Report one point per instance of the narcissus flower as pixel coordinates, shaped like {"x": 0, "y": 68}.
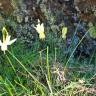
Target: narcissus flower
{"x": 64, "y": 32}
{"x": 40, "y": 29}
{"x": 6, "y": 40}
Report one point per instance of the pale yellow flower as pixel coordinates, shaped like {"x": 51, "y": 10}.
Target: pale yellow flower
{"x": 40, "y": 29}
{"x": 64, "y": 32}
{"x": 6, "y": 41}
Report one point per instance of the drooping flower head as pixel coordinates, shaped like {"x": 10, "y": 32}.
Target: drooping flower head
{"x": 6, "y": 40}
{"x": 40, "y": 29}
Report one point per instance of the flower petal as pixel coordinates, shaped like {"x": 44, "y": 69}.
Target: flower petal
{"x": 0, "y": 43}
{"x": 12, "y": 41}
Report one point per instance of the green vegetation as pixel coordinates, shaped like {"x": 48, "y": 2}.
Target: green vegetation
{"x": 46, "y": 71}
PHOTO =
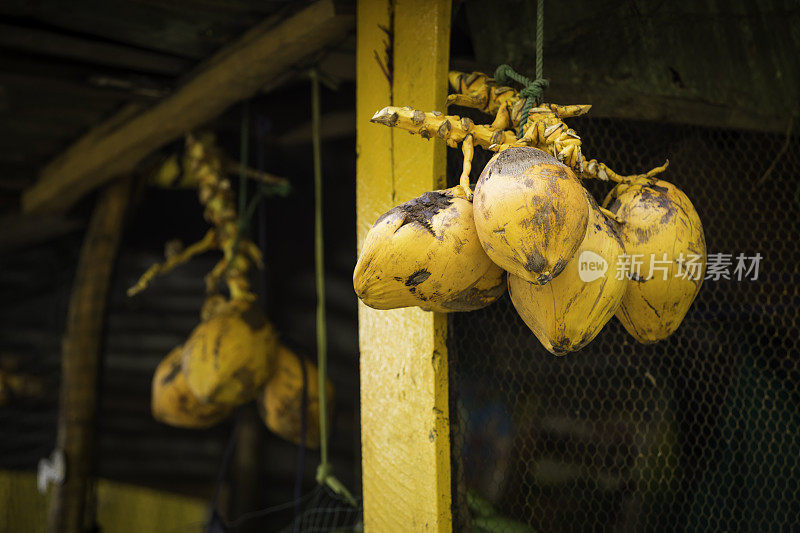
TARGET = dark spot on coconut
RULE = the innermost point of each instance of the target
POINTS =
(217, 344)
(242, 375)
(515, 161)
(473, 298)
(173, 373)
(634, 276)
(423, 208)
(559, 267)
(535, 261)
(651, 307)
(254, 317)
(590, 199)
(386, 215)
(656, 200)
(417, 277)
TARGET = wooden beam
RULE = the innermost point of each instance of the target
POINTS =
(233, 74)
(92, 51)
(18, 231)
(80, 356)
(405, 434)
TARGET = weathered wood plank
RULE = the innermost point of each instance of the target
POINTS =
(80, 356)
(264, 54)
(17, 231)
(89, 50)
(405, 434)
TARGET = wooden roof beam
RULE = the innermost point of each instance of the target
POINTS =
(236, 72)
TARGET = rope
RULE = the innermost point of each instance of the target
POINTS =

##############################

» TASK BRIEF:
Copy out each line of the data that holds the string "pixel".

» RESPONSE TO THE TASK:
Report one point per instance of the narcissus flower as pixel coordinates, shaped like {"x": 0, "y": 68}.
Report one point per instance of the pale yellow flower as pixel coordinates, shaped like {"x": 51, "y": 10}.
Report one point per instance of the drooping flower head as pixel coordinates, shaped like {"x": 10, "y": 32}.
Report one point per instance of the flower petal as pixel coordinates, shaped like {"x": 44, "y": 69}.
Report one point per instance of the green vegetation as pixel coordinates, shaped like {"x": 48, "y": 2}.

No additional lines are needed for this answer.